DIRECTION A
Transcribe the text on quantum measurement from "Nevertheless, what is" to "it is $|0\rangle$.".

** START TEXT BLOCK **

The net effect of a projective measurement on a pure quantum system is a nonlinear mapping from an initial state $|\psi\rangle$ to a final state $|\psi'\rangle$. The nonlinearity arises from the fact that the final state must be normalized.

Nevertheless, what is important is that the final state is also a pure state of unit norm, and there always exists a reversible unitary mapping connecting the two. Hence, it is possible to simply apply the reverse unitary on the state after the measurement to get back the original state.

Here is an example. Suppose we start with the state $\frac{1}{\sqrt{2}}(|0\rangle+|1\rangle)$ and measure in the computational basis $\{|0\rangle,|1\rangle\}$. After the measurement, the state will be described either by $|0\rangle$ or $|1\rangle$ with equal probability. For the sake of argument let's assume it is $|0\rangle$.

** END TEXT BLOCK **
** START RECORDS FOR THE EXERCISE **

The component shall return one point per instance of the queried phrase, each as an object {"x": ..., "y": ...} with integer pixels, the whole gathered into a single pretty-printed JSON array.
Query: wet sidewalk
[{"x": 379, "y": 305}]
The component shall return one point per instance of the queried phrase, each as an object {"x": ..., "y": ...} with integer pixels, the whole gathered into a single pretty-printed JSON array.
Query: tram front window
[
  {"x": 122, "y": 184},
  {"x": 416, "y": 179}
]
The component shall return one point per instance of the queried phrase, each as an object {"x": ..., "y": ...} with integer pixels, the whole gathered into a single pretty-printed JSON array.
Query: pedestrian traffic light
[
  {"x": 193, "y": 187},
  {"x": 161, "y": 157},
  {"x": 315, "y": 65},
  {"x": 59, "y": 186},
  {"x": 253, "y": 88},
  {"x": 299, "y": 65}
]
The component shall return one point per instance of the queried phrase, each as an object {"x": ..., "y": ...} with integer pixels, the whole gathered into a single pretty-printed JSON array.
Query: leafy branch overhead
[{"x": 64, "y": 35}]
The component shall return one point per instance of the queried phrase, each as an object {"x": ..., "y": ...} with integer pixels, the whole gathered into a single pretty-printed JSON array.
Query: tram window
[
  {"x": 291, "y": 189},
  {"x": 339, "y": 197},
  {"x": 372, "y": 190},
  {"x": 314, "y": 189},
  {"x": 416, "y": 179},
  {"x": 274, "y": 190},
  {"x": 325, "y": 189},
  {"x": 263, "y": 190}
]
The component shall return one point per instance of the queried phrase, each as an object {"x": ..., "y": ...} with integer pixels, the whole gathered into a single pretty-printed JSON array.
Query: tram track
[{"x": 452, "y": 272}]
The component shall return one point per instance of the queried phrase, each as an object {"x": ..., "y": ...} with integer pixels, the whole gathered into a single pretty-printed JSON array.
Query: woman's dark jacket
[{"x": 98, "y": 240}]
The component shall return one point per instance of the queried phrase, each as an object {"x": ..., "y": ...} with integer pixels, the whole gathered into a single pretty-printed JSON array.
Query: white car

** END RECORDS FOR THE EXERCISE **

DIRECTION B
Show every row that contains the string "tram", counting only matches with the same case.

FULL SOLUTION A
Nevertheless, what is important is that the final state is also a pure state of unit norm, and there always exists a reversible unitary mapping connecting the two. Hence, it is possible to simply apply the reverse unitary on the state after the measurement to get back the original state.

Here is an example. Suppose we start with the state $\frac{1}{\sqrt{2}}(|0\rangle+|1\rangle)$ and measure in the computational basis $\{|0\rangle,|1\rangle\}$. After the measurement, the state will be described either by $|0\rangle$ or $|1\rangle$ with equal probability. For the sake of argument let's assume it is $|0\rangle$.

FULL SOLUTION B
Query: tram front window
Query: tram window
Query: tram track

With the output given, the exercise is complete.